Mira gaston sj, cuando las especificaciones de un parlante te indican que soporta 1 KW PMPO, realmente, lo que se supone que soporta, son aprox. 100 W RMS, no 250 W RMS.
Además, un parlante de 15", difícilmente soportaría esa potencia (100 W) en forma contínua. Con mucha suerte quizás soporte 20 W RMS contínuos.
La confirmación de esto, está en tu post cuando dices que, al aplicarle potencia, suena como si la bobina rozara o se estrellara contra el fondo de la armazón. Mi lectura es que ya la has quemado. Aún suena porqué las espiras de la bobina deben estar en corto y no se ha cortado el alhambre, pero debe de estar brotado el esmalte por exceso de calor. Si le cambias la bobina, podrás confirmar la especie.

Date cuenta que 130 W RMS de tu amplificador, representan mucha potencia, eso quema. Y lo primero que arde son los parlantes. No sé si existe un parlante que pueda soportar 100 W RMS contínuos. En general, solo las combinaciones serie-paralelo son capaces de soportar esas potencias.

Espero haber aclarado algo y, revisa tu parlante antes de que dañes el amplificador también.

Saludos: mcr


----------



## nene (Mar 7, 2007)

mcrven, con respecto al asunto de gaston sj, es posible solucionar su problema armando un corssover BIEN armado que corte en bajos un poco antes....asi subrimiria algunas de las mas bajas freq.  que te parece?...

ademas no entendi muy bien lo de los 100w de continuos...que ningun parlante los soporta.....si no me equivoco una señal de continua en la salida de un amplificador seria catastrofica..solo unas fracciones de segundo es lo que aguantaria el parlante..pero....la señal a amplificar no es continua..... 

saludos
nene!


----------



## mcrven (Mar 7, 2007)

Bien nene, el Xover filtraría unas frecuencias que no son aptas para ese parlante específico. Eso es cierto.

Ahora, respecto de 100 W RMS, en forma sostenida - digamos un tono de 1 kHz durante 1 hora, generando los 100 W contra el parlante de 15"... - Si te atreves haz la prueba. Yo sé lo que va a ocurrir, lo he visto varias veces: "Eso Hace Puuunnn..." y muy rápido.

Calcula la corriente AC @ 1 kHz, que debería circular a travéz del alhambrito que conforma el solenoide de la bobina y te darás cuenta que es prácticamente imposible lograrlo sin que se funda.

Sí existen parlantes que pueden soportar 100 W sostenidos, pero no son de 15". Hace mucho tiempo tuve uno de esos gigantes en mis manos. Tenía 40" de diámetro con electromagneto en vez de imán permanente. De hecho logré quemar el electromagneto, aumentandole el voltaje de excitación a fin de lograr mayor sensibilidad. Menos mal que salió gratis, lo recuperamos de una sala de cine que desmantelaron.

Lo que si te comento es que nunca supe que potencia hubiera soportado. Yo tenía un amp. de 30 W RMS, en ese entonces y, el cono no lo quemé. La bobina medía aprox. 4" y el arrollado, si mal no recuerdo era de calibre # 16 AWG.

Datos proporcionados:
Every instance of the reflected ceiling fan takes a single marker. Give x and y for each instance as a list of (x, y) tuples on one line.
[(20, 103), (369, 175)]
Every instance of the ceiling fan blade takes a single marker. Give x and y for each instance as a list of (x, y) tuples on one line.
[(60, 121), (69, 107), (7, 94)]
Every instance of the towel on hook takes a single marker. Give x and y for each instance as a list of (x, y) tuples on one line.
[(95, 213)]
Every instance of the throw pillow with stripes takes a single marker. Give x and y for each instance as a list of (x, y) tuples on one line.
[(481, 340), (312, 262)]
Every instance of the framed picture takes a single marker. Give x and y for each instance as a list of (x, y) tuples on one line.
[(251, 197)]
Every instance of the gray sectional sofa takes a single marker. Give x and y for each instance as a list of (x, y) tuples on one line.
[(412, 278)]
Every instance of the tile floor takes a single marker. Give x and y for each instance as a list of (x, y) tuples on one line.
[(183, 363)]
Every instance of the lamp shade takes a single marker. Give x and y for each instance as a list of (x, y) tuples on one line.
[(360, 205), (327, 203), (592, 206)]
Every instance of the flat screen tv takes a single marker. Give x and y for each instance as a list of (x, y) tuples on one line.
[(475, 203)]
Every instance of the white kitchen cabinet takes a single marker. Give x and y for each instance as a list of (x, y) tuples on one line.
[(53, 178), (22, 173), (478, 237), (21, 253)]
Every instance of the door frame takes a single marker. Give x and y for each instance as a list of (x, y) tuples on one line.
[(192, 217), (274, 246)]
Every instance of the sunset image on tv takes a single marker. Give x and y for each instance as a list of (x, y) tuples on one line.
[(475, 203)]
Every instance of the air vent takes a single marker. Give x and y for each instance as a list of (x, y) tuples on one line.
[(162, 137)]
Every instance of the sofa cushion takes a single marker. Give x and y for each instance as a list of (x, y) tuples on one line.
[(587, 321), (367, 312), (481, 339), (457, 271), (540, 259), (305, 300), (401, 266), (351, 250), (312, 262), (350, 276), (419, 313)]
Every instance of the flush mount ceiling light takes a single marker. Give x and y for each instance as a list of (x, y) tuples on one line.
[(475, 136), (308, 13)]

Problemas por resolver:
a – En el fragmento, ¿qué diámetro tenía el parlante gigante que mcrven dice haber tenido en sus manos?
b – Reproduce sin cambios las líneas de los registros que van desde la que contiene "Every instance of the sofa" hasta el final de los registros, ambos extremos incluidos.

Soluciones:
a – 40 pulgadas.

b –
Every instance of the sofa cushion takes a single marker. Give x and y for each instance as a list of (x, y) tuples on one line.
[(587, 321), (367, 312), (481, 339), (457, 271), (540, 259), (305, 300), (401, 266), (351, 250), (312, 262), (350, 276), (419, 313)]
Every instance of the flush mount ceiling light takes a single marker. Give x and y for each instance as a list of (x, y) tuples on one line.
[(475, 136), (308, 13)]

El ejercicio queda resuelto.